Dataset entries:
▶

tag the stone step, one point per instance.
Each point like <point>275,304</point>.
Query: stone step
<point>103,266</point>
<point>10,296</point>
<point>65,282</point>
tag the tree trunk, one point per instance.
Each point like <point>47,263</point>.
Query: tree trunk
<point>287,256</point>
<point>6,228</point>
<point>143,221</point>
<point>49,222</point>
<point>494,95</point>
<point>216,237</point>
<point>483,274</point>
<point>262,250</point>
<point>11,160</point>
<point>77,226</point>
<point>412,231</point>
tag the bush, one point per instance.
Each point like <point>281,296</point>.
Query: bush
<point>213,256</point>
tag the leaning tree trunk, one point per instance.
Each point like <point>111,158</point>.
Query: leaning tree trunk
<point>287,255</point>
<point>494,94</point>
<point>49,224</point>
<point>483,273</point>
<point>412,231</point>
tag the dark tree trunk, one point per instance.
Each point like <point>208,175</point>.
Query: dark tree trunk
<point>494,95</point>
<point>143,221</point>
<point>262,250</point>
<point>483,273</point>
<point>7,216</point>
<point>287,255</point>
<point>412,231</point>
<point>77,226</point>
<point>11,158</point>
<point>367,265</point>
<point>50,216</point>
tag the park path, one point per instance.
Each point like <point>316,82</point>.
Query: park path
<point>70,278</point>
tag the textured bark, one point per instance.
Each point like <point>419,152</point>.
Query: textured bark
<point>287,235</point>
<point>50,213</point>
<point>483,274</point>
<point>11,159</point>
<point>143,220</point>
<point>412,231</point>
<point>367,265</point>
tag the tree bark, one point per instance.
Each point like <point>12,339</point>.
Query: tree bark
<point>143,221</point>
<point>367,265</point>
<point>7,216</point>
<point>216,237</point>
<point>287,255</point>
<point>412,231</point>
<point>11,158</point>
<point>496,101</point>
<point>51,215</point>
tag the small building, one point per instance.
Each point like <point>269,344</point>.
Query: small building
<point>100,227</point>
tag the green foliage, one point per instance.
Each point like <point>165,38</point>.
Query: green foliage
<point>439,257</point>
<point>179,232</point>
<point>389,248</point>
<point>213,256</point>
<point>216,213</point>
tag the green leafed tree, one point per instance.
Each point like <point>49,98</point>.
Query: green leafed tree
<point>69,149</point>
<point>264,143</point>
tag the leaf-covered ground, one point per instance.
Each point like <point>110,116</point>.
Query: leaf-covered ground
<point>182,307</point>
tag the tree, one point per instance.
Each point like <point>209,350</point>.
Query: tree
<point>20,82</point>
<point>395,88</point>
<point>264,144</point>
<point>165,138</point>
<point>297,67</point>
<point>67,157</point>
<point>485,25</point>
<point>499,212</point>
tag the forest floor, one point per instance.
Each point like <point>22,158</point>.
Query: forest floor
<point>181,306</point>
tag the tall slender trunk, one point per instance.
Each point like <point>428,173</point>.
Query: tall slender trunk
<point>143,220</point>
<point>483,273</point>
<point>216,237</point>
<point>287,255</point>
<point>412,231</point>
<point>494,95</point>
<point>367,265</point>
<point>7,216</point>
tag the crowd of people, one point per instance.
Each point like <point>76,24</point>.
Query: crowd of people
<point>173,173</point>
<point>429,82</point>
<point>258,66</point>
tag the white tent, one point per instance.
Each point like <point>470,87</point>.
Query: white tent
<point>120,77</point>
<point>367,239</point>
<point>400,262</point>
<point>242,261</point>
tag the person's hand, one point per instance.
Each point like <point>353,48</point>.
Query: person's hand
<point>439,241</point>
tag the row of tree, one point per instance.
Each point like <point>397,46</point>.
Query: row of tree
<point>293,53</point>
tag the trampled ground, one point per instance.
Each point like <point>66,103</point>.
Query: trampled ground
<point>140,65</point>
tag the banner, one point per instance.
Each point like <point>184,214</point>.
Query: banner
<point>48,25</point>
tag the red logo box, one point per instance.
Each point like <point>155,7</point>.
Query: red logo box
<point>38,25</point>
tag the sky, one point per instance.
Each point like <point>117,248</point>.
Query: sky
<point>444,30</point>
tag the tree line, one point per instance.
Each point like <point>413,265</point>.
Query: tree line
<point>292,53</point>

◀
▶

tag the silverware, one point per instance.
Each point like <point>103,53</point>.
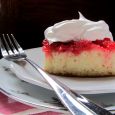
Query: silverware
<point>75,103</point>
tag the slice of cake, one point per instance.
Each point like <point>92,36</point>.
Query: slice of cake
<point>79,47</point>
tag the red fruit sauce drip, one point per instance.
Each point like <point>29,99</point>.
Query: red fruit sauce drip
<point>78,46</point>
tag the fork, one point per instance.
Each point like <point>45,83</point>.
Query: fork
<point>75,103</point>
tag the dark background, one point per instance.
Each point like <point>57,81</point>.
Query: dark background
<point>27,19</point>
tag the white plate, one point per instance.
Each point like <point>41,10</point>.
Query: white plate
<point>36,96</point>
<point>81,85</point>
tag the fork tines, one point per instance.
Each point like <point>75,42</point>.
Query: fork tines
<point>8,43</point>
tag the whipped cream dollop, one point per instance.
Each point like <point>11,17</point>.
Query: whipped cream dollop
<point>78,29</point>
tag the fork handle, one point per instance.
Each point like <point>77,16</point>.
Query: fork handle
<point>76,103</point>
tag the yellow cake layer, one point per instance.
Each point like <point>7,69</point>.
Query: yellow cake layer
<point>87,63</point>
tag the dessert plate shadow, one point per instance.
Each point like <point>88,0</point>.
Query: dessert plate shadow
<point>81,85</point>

◀
▶

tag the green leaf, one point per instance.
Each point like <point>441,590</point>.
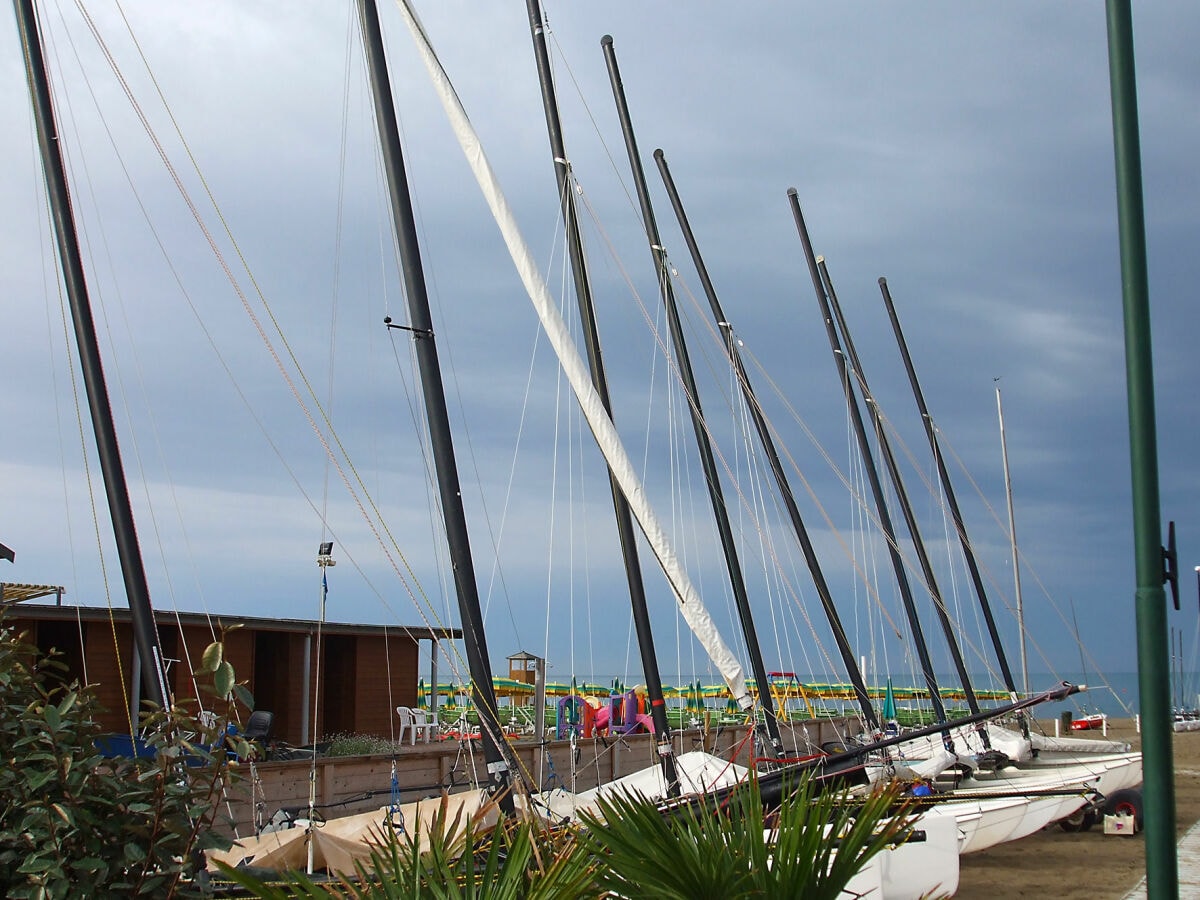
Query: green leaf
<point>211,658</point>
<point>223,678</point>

◀

• _Request_
Identify each line in the entries above that contains the word "floor", and copy those lines in full.

• _Answer to this exercise_
tag the forest floor, one point per instance.
Query: forest floor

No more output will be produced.